# [Assignment]
Repeat exactly the lines from the start of the entries below through the line containing "482), (1477, 626)]]". Omit the rest.
Data shown START
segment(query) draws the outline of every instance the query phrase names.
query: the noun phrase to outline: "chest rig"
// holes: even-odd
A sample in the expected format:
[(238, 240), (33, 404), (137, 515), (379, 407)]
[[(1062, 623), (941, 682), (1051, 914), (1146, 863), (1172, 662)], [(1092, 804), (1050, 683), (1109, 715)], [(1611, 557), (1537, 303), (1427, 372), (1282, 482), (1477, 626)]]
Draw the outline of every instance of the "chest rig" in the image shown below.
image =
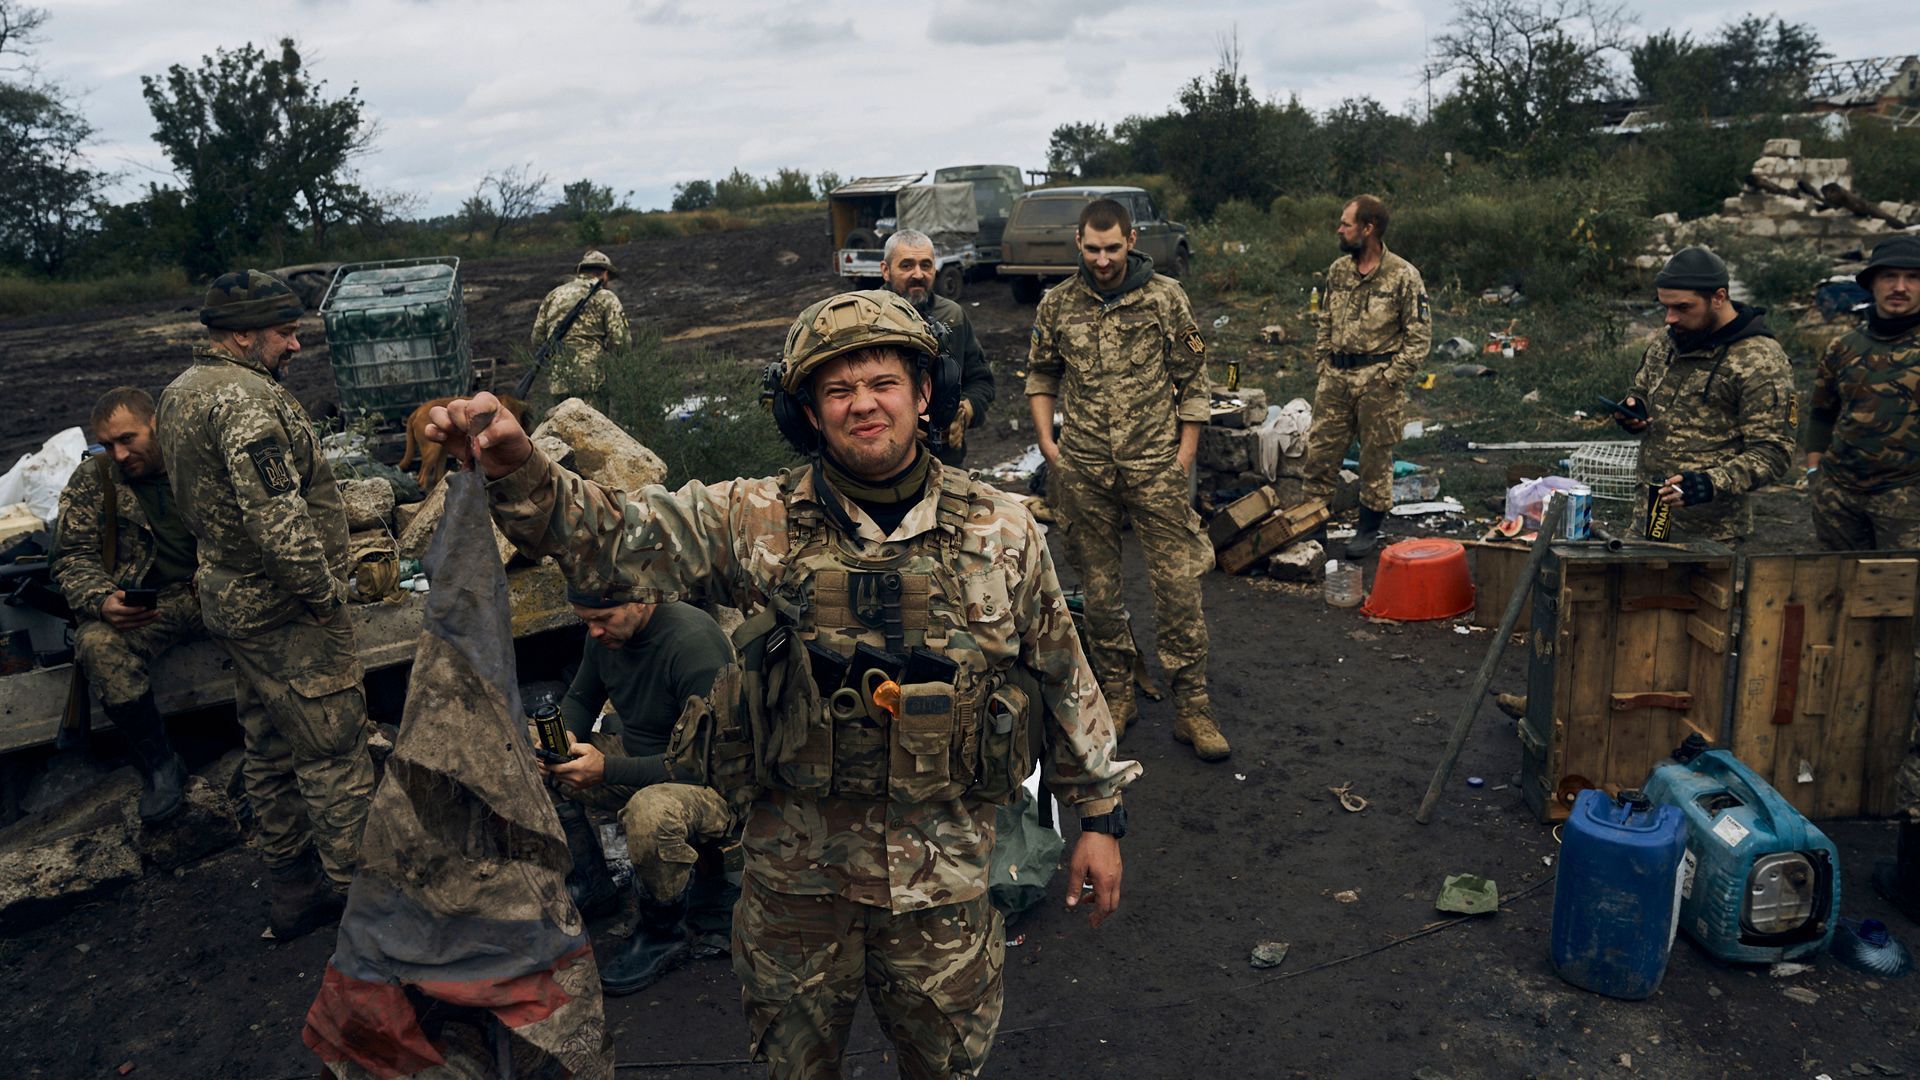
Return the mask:
[(756, 785), (1010, 799), (1032, 772), (1039, 694), (1014, 663), (1003, 572), (964, 528), (972, 481), (941, 470), (936, 527), (874, 544), (798, 502), (800, 475), (782, 483), (788, 553), (769, 607), (740, 633)]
Data shown END
# [Answer below]
segment(query) draws the outline of every instance the query phrase names.
query: the noun phrase to outline: "chest rig"
// holes: even-odd
A sample in the expected format:
[(238, 240), (33, 404), (137, 515), (379, 407)]
[[(1062, 623), (941, 682), (1051, 914), (1146, 863), (1172, 662)], [(1092, 804), (1050, 683), (1109, 715)], [(1611, 557), (1537, 303), (1427, 372), (1282, 482), (1477, 626)]]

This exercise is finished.